● Data:

□ □ □ □ □ □ □

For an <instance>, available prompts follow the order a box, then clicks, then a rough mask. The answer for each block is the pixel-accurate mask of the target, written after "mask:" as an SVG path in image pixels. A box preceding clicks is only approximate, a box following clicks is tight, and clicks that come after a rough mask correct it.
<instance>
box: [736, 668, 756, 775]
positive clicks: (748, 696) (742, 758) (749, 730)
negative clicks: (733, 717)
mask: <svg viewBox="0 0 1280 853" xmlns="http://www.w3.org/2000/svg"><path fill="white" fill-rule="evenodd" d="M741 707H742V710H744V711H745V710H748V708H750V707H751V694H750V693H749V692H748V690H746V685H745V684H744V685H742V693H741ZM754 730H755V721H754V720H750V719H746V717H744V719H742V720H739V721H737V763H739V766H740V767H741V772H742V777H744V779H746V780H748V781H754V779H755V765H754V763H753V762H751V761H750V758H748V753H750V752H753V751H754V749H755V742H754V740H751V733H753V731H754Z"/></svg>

□ □ □ □ □ □ □

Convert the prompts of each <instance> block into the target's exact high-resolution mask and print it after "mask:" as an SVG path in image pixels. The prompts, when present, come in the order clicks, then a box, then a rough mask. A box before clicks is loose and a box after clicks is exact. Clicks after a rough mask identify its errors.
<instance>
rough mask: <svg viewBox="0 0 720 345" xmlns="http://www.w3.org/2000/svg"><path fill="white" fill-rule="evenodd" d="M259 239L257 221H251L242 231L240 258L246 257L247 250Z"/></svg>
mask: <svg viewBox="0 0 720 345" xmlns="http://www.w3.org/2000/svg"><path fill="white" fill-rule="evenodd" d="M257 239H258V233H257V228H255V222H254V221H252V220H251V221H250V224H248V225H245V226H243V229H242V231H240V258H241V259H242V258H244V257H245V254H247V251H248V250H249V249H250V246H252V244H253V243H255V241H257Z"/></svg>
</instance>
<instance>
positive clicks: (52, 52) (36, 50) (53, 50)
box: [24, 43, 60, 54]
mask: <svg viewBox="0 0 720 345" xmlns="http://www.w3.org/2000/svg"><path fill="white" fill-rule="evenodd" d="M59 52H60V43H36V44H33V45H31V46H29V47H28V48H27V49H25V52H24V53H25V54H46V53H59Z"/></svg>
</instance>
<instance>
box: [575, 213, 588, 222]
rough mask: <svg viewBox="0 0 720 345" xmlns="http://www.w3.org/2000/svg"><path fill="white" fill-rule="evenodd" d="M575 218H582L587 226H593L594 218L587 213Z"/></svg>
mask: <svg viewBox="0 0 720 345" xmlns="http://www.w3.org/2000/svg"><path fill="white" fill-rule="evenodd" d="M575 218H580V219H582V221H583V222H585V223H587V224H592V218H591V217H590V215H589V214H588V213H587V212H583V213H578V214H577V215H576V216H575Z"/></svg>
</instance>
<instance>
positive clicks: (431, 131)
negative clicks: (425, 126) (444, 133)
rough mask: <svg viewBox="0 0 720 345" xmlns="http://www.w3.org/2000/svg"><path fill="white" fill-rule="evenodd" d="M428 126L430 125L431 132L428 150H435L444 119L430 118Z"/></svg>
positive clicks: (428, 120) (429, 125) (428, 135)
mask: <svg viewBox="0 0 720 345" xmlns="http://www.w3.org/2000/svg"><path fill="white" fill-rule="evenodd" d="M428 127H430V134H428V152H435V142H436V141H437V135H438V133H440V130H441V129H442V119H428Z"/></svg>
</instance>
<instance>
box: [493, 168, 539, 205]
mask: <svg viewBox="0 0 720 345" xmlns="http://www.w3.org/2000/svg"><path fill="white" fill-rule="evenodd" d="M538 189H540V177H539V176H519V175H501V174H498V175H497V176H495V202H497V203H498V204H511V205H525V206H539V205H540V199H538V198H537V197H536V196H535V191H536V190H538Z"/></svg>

□ □ □ □ □ □ □

● What you will do: Please go through the material and return each line where the word "come" appears.

● Task response:
For an <instance>, available prompts follow the order a box, then clicks, then a rough mask. The answer for each block is the pixel-accurate mask of the target, written after "mask:" as an SVG path in image pixels. A box preceding clicks is only approximate, a box following clicks is tight, and clicks that come after a rough mask correct it.
Convert the prompts of each <instance> block into the target's exact high-resolution mask and print it after "mask:" as an SVG path in image pixels. The prompts, when present, come in the order clicks, then a box, then a rough mask. A box before clicks is loose and a box after clicks is exact. Clicks after a rough mask identify its errors.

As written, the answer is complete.